**MATERIAL SHOWN:**
--- BEGIN ---

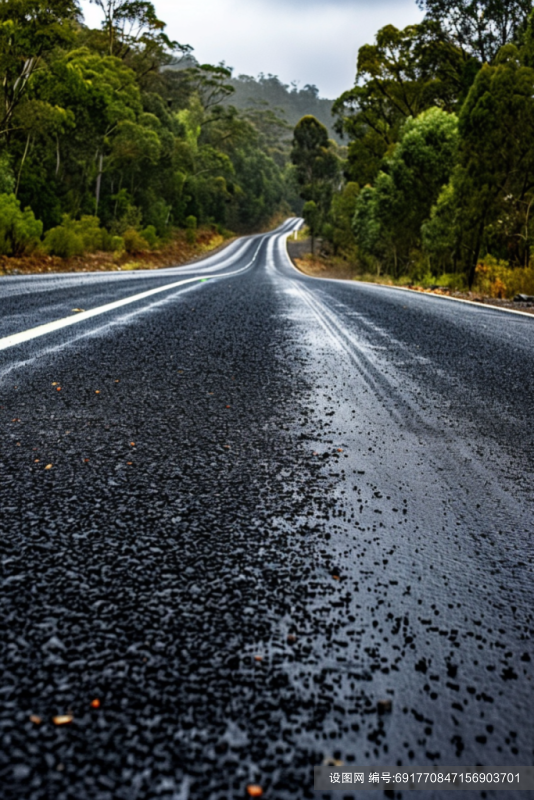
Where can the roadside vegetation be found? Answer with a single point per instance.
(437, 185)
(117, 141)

--- END ---
--- BEGIN ---

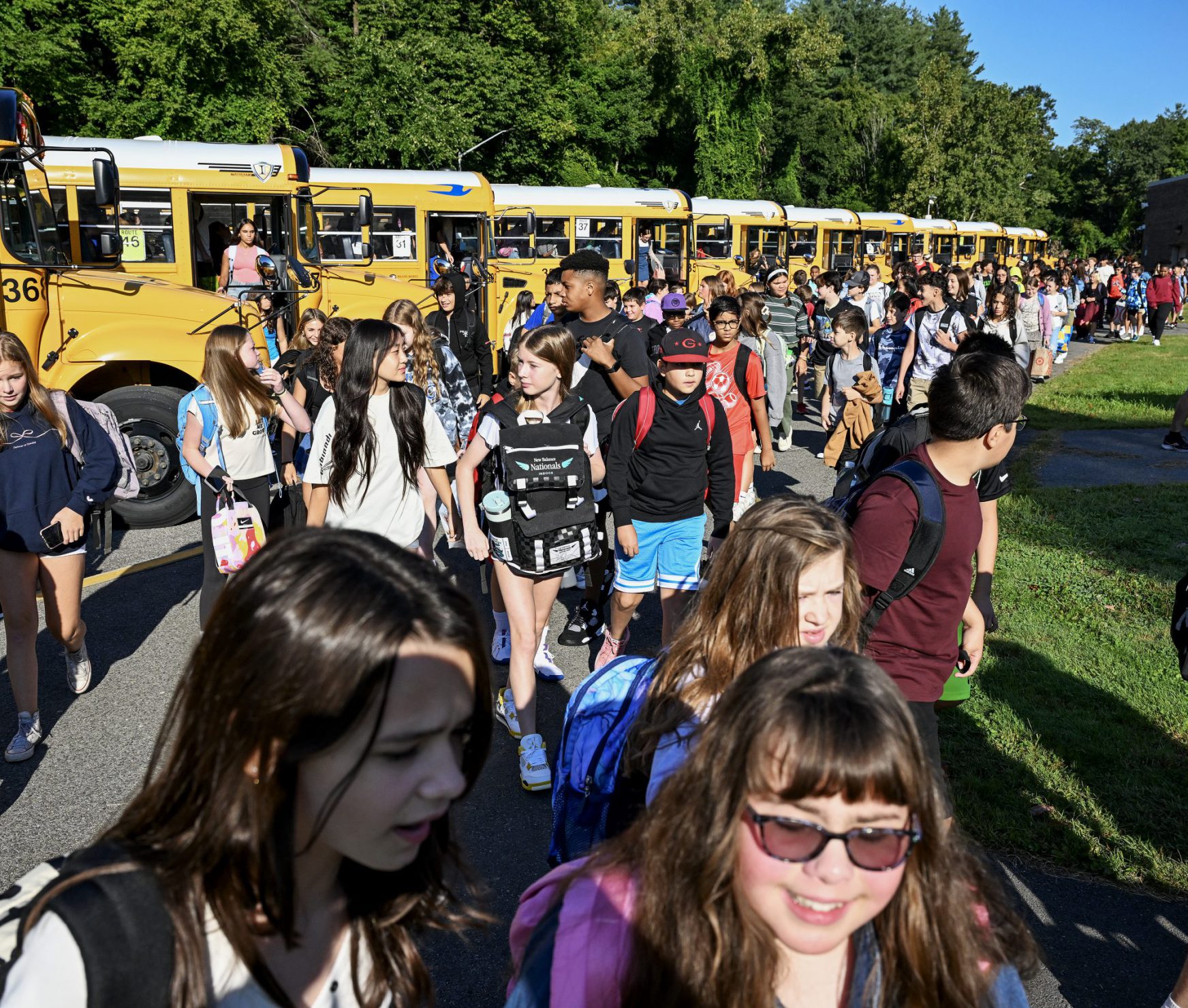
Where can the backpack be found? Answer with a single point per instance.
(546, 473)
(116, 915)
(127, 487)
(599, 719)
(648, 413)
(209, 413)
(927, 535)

--- END ---
--- BEGIN ---

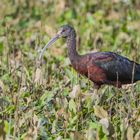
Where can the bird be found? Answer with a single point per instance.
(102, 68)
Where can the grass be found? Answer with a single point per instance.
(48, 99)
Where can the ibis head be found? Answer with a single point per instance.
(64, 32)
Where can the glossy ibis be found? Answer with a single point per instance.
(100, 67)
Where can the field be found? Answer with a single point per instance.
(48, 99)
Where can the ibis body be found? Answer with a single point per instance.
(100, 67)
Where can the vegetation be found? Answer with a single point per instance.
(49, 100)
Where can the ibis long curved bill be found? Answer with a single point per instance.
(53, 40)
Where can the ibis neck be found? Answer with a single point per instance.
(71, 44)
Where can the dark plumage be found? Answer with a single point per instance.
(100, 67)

--- END ---

**WORK INSTRUCTIONS:** Pick out every row above that contains the string 'single' and copy each of those rows. Treat uppercase and lowercase letters as different.

**CORRECT OUTPUT:**
Where can the roadside vegetation be found? Answer with a single point per instance.
Where can the backpack be found? Answer with a single point per instance.
Where can the bird be found? Answer with a single point per instance.
Where can the grass be found? Answer with a single point per instance.
Where can the ibis head be found? Answer with a single point per instance.
Where can the glossy ibis be found? Answer with a single point per instance.
Where can the field be found? Answer with a single point per instance.
Where can the ibis body be found? Answer with a single point per instance.
Where can the vegetation be found? Answer with a single point per instance.
Where can the ibis long curved bill be found? Answer with a single point per instance.
Where can the ibis neck be found? Answer with a single point per instance.
Where can the dark plumage be found? Answer with a single point per instance.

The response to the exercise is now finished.